* What needs to be done *
Keeping every word intact, reproduce all of the records.
= Beginning of Section =
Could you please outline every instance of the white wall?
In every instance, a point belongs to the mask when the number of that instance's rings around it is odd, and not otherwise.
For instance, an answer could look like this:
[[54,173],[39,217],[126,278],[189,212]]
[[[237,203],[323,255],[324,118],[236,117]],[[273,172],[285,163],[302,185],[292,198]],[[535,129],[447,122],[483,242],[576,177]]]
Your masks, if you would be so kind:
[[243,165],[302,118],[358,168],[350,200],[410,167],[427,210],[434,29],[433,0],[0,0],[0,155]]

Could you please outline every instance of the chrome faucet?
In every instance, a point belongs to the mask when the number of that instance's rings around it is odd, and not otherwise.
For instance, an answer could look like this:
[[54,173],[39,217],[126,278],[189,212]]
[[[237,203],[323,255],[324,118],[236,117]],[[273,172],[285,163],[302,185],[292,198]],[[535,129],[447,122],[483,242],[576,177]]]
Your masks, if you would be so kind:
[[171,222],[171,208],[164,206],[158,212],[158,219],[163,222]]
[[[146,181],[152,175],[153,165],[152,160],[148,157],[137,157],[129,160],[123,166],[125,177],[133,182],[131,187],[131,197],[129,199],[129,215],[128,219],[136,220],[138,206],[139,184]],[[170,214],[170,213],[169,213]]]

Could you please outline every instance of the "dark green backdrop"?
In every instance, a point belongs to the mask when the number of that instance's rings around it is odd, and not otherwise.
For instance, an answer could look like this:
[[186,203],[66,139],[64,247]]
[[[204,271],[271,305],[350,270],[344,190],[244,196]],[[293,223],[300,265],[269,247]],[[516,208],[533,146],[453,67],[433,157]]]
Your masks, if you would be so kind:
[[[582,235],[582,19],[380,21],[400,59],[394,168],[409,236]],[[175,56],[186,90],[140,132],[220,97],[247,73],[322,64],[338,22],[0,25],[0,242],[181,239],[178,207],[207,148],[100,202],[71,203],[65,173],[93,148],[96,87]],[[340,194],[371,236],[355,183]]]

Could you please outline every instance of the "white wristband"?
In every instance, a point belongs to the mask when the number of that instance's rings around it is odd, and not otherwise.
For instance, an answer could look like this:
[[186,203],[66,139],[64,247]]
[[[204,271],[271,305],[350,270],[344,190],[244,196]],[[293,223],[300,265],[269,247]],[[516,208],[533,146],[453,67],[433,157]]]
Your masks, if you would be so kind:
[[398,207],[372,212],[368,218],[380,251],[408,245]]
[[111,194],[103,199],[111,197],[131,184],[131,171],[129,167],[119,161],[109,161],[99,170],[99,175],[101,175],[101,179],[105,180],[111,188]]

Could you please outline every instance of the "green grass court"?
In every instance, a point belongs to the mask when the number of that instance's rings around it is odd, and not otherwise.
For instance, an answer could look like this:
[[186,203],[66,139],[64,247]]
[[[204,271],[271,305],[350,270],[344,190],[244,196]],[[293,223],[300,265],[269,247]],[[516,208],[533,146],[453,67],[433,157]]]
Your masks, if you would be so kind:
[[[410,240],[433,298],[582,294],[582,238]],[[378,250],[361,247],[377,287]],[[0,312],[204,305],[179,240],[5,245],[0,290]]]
= End of Section =
* Task result *
Could you please outline every instance of the white wall?
In every instance, a point belongs to the mask when the number of that instance's rings around it is odd, and not otherwise.
For instance, an answer could look like this:
[[54,173],[39,217],[126,278],[189,212]]
[[[237,203],[323,255],[324,118],[236,117]],[[273,172],[285,163],[302,185],[292,198]],[[535,129],[447,122],[483,242],[576,177]]]
Your masks, if you would be so kind:
[[243,165],[302,118],[358,168],[350,200],[410,167],[427,210],[434,29],[433,0],[0,0],[0,155]]

Could you please outline every instance of the chrome faucet?
In every instance, a point belongs to the mask when the number of that instance's rings around it is odd, and not otherwise.
For instance, an answer could look like this:
[[54,173],[39,217],[126,278],[189,212]]
[[[237,203],[323,255],[324,118],[236,117]],[[273,172],[285,163],[302,185],[292,198]],[[535,129],[447,122],[483,242],[576,177]]]
Your masks, if you would be so kind:
[[171,222],[171,208],[164,206],[158,212],[158,219],[163,222]]
[[[146,181],[152,175],[153,165],[152,160],[148,157],[137,157],[129,160],[123,166],[125,177],[133,182],[131,187],[131,197],[129,199],[129,215],[128,219],[136,220],[138,206],[139,184]],[[170,214],[170,213],[169,213]]]

Could you please outline every instance of the "dark green backdrop"?
In every instance, a point belongs to the mask when the number of that instance's rings around it is odd, and not otherwise.
For instance, an answer could look like this:
[[186,203],[66,139],[64,247]]
[[[204,271],[271,305],[350,270],[344,190],[244,196]],[[293,223],[300,265],[269,247]],[[516,208],[533,146],[453,67],[433,157]]]
Your masks, if you would be so kind:
[[[582,235],[582,19],[380,21],[400,59],[394,168],[409,236]],[[175,56],[186,90],[140,132],[220,97],[247,73],[322,64],[338,22],[0,25],[0,242],[181,239],[178,207],[207,148],[100,202],[71,203],[65,173],[93,148],[96,87]],[[340,194],[371,236],[355,183]]]

Could you please outline every instance of the "white wristband"?
In every instance, a point belongs to the mask when the number of that instance's rings around it is odd, and not otherwise.
For instance, an answer could look like this:
[[186,203],[66,139],[64,247]]
[[[204,271],[271,305],[350,270],[344,190],[244,196]],[[293,223],[300,265],[269,247]],[[516,208],[533,146],[453,67],[433,157]]]
Your masks, if you would be so kind:
[[398,207],[372,212],[368,218],[380,251],[408,245]]
[[111,194],[103,199],[111,197],[131,184],[131,171],[129,167],[119,161],[109,161],[99,170],[99,175],[101,175],[101,179],[105,180],[111,188]]

Could you please outline every instance of the "green grass court"?
In every instance, a point belongs to the mask when the number of that instance's rings around it is odd, and not otherwise.
For instance, an answer could look like this:
[[186,203],[66,139],[64,247]]
[[[204,271],[271,305],[350,270],[344,190],[244,196]],[[293,223],[300,265],[269,247]],[[516,208],[533,146],[453,67],[433,157]]]
Your masks, if you would be so kind:
[[[410,240],[433,298],[582,294],[582,238]],[[378,250],[361,247],[377,287]],[[0,312],[204,305],[179,240],[5,245],[0,290]]]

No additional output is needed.